Exercise goal: Among the lines below, which ones contain the word "banner"? Copy every such line.

========

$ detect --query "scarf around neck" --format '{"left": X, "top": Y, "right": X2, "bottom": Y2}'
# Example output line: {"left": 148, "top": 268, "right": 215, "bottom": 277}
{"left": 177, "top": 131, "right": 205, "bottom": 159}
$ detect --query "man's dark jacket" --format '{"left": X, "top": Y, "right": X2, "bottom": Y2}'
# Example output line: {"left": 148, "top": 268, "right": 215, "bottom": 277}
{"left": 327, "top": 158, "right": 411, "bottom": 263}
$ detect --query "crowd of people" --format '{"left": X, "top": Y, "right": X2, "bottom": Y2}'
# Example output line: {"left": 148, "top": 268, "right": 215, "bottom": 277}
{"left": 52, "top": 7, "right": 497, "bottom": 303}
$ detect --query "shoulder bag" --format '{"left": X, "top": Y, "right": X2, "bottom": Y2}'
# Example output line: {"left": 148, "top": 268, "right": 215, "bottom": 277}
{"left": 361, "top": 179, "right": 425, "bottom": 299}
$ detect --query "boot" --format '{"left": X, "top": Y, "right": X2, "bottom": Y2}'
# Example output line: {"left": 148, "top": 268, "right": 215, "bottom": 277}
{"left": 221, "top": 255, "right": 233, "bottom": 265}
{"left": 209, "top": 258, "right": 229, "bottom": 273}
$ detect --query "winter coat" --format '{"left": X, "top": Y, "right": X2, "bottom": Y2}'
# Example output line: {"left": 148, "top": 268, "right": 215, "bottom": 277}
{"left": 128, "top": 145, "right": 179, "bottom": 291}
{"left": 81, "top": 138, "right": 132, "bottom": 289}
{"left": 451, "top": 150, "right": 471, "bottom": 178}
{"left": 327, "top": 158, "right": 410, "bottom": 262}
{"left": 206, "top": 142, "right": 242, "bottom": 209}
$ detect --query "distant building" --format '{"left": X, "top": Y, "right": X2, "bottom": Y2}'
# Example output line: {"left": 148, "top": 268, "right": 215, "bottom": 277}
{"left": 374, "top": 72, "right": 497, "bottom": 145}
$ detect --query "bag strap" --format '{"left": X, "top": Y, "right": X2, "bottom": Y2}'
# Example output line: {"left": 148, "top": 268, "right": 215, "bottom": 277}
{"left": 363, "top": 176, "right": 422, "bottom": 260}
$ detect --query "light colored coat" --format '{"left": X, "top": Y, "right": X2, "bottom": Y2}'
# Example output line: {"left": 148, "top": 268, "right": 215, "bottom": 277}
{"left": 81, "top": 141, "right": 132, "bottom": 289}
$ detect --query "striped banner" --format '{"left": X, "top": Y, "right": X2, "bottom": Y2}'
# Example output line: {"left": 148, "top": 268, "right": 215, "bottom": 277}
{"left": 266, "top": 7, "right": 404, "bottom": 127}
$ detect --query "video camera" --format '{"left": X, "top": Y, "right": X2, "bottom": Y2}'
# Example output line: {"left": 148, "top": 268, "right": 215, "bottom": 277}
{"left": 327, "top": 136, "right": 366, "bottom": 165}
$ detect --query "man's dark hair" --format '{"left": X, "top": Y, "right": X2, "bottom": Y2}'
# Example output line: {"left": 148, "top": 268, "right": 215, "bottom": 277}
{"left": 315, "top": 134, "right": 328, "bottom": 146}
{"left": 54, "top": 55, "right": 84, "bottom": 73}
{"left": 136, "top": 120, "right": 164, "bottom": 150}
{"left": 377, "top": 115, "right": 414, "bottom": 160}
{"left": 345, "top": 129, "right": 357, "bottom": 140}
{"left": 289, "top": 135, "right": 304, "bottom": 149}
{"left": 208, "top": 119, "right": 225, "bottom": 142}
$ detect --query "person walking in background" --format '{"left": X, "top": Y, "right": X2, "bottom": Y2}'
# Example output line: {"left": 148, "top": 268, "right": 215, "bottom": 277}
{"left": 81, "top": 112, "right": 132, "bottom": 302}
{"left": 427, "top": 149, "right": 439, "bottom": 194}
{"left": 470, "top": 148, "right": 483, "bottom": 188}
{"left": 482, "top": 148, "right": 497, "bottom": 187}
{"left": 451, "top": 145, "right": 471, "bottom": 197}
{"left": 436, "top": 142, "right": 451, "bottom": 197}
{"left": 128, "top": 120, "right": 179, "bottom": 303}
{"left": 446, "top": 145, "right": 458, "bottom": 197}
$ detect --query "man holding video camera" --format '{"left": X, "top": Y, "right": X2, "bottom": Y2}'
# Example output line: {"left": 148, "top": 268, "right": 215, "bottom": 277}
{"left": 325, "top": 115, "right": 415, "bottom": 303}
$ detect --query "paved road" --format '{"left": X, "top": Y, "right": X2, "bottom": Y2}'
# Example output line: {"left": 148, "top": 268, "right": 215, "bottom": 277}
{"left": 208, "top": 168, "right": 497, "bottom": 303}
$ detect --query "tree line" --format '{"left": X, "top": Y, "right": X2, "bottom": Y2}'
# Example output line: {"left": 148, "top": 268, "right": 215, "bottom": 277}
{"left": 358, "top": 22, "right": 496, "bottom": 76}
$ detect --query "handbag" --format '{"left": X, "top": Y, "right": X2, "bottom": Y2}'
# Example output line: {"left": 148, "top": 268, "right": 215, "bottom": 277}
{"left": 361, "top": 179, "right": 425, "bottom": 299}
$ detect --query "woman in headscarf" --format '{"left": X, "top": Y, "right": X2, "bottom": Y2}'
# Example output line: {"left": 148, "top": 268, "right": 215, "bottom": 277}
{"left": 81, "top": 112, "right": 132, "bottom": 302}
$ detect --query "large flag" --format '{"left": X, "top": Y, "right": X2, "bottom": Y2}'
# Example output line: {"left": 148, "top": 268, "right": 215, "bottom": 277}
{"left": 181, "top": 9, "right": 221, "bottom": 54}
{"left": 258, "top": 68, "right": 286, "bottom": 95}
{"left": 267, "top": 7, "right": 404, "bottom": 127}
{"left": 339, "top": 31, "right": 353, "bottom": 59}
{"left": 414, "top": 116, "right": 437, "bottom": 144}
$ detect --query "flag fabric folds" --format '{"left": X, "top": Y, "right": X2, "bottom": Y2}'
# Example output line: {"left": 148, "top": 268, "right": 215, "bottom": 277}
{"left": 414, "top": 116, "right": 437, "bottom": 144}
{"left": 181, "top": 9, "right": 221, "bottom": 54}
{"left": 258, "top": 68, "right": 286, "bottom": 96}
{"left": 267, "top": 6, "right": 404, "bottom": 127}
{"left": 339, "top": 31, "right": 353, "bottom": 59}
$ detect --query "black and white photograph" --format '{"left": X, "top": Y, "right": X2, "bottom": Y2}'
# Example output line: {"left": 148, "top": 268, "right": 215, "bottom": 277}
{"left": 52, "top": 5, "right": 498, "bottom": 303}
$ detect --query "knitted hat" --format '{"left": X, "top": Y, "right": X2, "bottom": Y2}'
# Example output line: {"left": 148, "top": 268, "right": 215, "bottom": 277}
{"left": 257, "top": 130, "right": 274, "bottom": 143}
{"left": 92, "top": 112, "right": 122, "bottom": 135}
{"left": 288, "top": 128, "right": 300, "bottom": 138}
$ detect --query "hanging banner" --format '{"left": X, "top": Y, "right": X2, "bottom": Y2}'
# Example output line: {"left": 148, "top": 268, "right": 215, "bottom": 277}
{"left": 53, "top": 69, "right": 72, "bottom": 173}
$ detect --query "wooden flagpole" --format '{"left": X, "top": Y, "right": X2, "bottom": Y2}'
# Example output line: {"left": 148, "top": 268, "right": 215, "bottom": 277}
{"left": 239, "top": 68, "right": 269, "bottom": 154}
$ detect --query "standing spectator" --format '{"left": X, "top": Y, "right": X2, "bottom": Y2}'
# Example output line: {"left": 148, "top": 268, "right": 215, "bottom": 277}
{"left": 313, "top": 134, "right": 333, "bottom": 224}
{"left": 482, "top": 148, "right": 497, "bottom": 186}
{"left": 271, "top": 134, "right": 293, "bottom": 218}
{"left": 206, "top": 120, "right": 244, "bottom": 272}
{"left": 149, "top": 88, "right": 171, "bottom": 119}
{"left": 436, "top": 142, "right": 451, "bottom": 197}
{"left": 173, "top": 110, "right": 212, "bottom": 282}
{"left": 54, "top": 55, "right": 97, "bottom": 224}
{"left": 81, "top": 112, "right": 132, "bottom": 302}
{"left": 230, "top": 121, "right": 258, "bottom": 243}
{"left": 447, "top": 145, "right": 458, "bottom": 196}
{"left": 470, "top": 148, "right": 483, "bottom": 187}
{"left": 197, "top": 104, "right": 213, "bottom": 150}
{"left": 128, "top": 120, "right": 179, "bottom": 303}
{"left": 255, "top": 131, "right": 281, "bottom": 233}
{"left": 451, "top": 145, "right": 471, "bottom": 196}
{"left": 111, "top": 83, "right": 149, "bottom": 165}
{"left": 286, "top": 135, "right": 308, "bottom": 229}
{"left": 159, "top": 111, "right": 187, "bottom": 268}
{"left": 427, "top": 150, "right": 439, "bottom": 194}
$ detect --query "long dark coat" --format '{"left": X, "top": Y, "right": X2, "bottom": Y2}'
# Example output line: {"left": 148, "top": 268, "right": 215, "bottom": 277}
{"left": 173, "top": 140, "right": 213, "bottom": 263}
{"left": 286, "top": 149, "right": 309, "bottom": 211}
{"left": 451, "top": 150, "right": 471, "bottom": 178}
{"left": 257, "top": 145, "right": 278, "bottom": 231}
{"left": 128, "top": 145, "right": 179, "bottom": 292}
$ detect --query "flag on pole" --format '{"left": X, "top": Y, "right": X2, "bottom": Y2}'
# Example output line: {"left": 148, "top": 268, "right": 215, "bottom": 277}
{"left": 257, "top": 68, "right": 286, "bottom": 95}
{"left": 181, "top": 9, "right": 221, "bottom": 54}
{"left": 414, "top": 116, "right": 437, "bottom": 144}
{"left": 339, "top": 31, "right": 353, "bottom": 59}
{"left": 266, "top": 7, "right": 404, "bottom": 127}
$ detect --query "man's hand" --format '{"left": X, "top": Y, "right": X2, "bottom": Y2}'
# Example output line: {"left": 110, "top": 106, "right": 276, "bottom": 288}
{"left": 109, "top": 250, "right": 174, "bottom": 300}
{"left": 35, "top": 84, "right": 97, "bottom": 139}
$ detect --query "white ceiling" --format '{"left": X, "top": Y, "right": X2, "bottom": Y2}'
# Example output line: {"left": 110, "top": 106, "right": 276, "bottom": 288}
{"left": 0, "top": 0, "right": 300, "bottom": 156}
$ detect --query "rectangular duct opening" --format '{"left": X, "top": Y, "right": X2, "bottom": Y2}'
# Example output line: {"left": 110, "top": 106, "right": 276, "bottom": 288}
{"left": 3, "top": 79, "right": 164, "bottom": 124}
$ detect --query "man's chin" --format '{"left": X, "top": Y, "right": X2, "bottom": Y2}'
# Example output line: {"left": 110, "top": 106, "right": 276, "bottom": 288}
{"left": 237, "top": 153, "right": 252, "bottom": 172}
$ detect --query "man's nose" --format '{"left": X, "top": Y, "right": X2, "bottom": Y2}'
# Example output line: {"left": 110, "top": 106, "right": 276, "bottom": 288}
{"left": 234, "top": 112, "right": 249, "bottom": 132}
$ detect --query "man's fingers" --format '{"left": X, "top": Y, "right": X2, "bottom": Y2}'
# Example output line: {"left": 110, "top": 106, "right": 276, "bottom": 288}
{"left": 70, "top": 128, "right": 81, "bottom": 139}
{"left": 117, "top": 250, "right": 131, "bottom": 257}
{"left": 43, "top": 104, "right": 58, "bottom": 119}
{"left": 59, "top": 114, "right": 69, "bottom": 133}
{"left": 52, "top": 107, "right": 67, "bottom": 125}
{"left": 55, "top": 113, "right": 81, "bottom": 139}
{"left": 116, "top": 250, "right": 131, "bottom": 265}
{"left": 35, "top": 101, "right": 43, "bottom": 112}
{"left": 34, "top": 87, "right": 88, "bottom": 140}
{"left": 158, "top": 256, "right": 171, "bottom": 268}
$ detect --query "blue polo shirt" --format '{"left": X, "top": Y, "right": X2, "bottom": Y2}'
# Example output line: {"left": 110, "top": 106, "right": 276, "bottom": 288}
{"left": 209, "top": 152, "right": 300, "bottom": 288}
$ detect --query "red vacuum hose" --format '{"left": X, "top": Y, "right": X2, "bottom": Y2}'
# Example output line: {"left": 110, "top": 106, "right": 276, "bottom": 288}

========

Written answer:
$ detect --query "striped banner" --format '{"left": X, "top": Y, "right": X2, "bottom": Y2}'
$ detect --query "hanging banner" --format '{"left": X, "top": Y, "right": X2, "bottom": Y2}'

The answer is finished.